## What is asked
Render each line of the listing below as a numbered list, leaving out any blank lines.

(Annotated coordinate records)
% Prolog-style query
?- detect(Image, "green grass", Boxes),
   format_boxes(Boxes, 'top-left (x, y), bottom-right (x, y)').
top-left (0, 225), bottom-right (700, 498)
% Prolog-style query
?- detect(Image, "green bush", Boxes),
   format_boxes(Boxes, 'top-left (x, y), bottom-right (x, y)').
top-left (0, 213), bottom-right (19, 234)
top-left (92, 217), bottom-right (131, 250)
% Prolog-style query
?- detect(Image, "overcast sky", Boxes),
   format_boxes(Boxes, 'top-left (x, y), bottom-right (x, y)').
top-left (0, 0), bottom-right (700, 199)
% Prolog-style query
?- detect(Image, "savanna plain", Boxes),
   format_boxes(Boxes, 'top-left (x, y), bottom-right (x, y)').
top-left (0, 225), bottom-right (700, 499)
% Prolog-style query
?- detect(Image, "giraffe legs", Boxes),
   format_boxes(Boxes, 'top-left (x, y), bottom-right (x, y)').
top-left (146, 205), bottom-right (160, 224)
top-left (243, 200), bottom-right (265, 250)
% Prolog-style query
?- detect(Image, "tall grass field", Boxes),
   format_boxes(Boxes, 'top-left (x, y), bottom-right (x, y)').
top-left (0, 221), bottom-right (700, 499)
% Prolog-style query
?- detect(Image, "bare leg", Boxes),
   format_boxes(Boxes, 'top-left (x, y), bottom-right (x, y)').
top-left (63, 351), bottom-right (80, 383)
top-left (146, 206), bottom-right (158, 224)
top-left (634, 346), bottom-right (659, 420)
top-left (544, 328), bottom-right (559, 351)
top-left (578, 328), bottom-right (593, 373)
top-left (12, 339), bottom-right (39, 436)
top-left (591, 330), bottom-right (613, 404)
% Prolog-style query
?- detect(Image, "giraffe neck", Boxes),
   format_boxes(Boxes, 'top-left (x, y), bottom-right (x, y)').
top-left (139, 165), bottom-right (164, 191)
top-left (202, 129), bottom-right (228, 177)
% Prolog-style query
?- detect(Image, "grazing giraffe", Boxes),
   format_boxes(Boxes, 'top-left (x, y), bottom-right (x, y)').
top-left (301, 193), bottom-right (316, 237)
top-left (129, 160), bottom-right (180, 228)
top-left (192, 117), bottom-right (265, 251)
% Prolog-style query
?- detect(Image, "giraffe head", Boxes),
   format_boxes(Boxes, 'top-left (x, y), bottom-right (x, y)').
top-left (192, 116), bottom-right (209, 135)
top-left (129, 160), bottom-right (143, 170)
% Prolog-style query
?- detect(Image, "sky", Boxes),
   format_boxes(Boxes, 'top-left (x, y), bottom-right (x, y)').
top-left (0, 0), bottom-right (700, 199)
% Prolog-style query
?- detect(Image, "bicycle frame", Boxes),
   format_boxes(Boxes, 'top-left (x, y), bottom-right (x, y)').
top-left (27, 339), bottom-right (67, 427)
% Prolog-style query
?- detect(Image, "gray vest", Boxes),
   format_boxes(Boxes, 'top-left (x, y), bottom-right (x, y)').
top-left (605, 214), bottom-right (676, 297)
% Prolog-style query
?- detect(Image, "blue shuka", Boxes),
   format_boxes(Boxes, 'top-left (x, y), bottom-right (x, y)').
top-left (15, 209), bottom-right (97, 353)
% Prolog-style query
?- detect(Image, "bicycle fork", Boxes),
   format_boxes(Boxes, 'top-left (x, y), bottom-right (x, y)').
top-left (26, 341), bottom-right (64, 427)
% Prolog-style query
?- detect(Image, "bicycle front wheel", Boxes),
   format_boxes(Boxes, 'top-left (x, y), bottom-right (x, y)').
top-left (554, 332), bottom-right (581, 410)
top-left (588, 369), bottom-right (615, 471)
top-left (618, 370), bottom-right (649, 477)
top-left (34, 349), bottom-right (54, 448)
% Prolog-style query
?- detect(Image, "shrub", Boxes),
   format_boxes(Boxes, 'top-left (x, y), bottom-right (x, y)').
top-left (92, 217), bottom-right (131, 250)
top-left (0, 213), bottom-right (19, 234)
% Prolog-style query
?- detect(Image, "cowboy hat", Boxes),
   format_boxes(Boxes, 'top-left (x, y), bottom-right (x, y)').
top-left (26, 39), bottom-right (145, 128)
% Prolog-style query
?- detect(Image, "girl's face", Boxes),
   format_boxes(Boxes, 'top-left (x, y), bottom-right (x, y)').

## Full answer
1. % Prolog-style query
2. ?- detect(Image, "green grass", Boxes),
3.    format_boxes(Boxes, 'top-left (x, y), bottom-right (x, y)').
4. top-left (0, 225), bottom-right (700, 498)
5. % Prolog-style query
6. ?- detect(Image, "green bush", Boxes),
7.    format_boxes(Boxes, 'top-left (x, y), bottom-right (x, y)').
8. top-left (0, 213), bottom-right (19, 234)
9. top-left (92, 217), bottom-right (131, 250)
10. % Prolog-style query
11. ?- detect(Image, "overcast sky", Boxes),
12.    format_boxes(Boxes, 'top-left (x, y), bottom-right (x, y)').
13. top-left (0, 0), bottom-right (700, 199)
14. % Prolog-style query
15. ?- detect(Image, "savanna plain", Boxes),
16.    format_boxes(Boxes, 'top-left (x, y), bottom-right (x, y)').
17. top-left (0, 225), bottom-right (700, 499)
18. % Prolog-style query
19. ?- detect(Image, "giraffe legs", Boxes),
20.    format_boxes(Boxes, 'top-left (x, y), bottom-right (x, y)').
21. top-left (146, 205), bottom-right (160, 224)
22. top-left (243, 200), bottom-right (265, 250)
23. % Prolog-style query
24. ?- detect(Image, "tall grass field", Boxes),
25.    format_boxes(Boxes, 'top-left (x, y), bottom-right (x, y)').
26. top-left (0, 221), bottom-right (700, 499)
27. % Prolog-style query
28. ?- detect(Image, "bare leg", Boxes),
29.    format_boxes(Boxes, 'top-left (x, y), bottom-right (x, y)').
30. top-left (63, 351), bottom-right (80, 383)
31. top-left (146, 206), bottom-right (158, 224)
32. top-left (634, 346), bottom-right (659, 420)
33. top-left (544, 328), bottom-right (559, 351)
34. top-left (578, 328), bottom-right (593, 373)
35. top-left (12, 339), bottom-right (39, 436)
36. top-left (591, 330), bottom-right (613, 404)
37. % Prolog-style query
38. ?- detect(Image, "giraffe neck", Boxes),
39.    format_boxes(Boxes, 'top-left (x, y), bottom-right (x, y)').
40. top-left (139, 165), bottom-right (164, 191)
41. top-left (202, 129), bottom-right (228, 177)
42. % Prolog-style query
43. ?- detect(Image, "grazing giraffe", Boxes),
44.    format_boxes(Boxes, 'top-left (x, y), bottom-right (x, y)').
45. top-left (301, 193), bottom-right (316, 237)
46. top-left (129, 160), bottom-right (180, 228)
47. top-left (192, 117), bottom-right (265, 251)
48. % Prolog-style query
49. ?- detect(Image, "giraffe head", Boxes),
50.    format_boxes(Boxes, 'top-left (x, y), bottom-right (x, y)').
51. top-left (192, 116), bottom-right (209, 135)
52. top-left (129, 160), bottom-right (143, 170)
53. % Prolog-style query
54. ?- detect(Image, "sky", Boxes),
55.    format_boxes(Boxes, 'top-left (x, y), bottom-right (x, y)').
56. top-left (0, 0), bottom-right (700, 199)
57. % Prolog-style query
58. ?- detect(Image, "bicycle frame", Boxes),
59.    format_boxes(Boxes, 'top-left (x, y), bottom-right (x, y)').
60. top-left (27, 339), bottom-right (67, 427)
61. % Prolog-style query
62. ?- detect(Image, "gray vest", Boxes),
63.    format_boxes(Boxes, 'top-left (x, y), bottom-right (x, y)').
64. top-left (605, 214), bottom-right (676, 297)
65. % Prolog-style query
66. ?- detect(Image, "blue shuka", Boxes),
67.    format_boxes(Boxes, 'top-left (x, y), bottom-right (x, y)').
68. top-left (15, 209), bottom-right (97, 353)
69. % Prolog-style query
70. ?- detect(Image, "bicycle fork", Boxes),
71.    format_boxes(Boxes, 'top-left (x, y), bottom-right (x, y)').
72. top-left (26, 341), bottom-right (64, 427)
73. % Prolog-style query
74. ?- detect(Image, "bicycle front wheel", Boxes),
75.    format_boxes(Boxes, 'top-left (x, y), bottom-right (x, y)').
76. top-left (554, 332), bottom-right (581, 410)
77. top-left (588, 369), bottom-right (615, 471)
78. top-left (618, 370), bottom-right (649, 477)
79. top-left (34, 349), bottom-right (54, 448)
80. % Prolog-style query
81. ?- detect(Image, "shrub", Boxes),
82.    format_boxes(Boxes, 'top-left (x, y), bottom-right (x, y)').
83. top-left (92, 217), bottom-right (131, 250)
84. top-left (0, 213), bottom-right (19, 234)
85. % Prolog-style query
86. ?- detect(Image, "cowboy hat", Boxes),
87.    format_boxes(Boxes, 'top-left (x, y), bottom-right (x, y)').
88. top-left (26, 39), bottom-right (145, 128)
89. % Prolog-style query
90. ?- detect(Image, "girl's face", Boxes),
91.    format_boxes(Boxes, 'top-left (x, y), bottom-right (x, y)').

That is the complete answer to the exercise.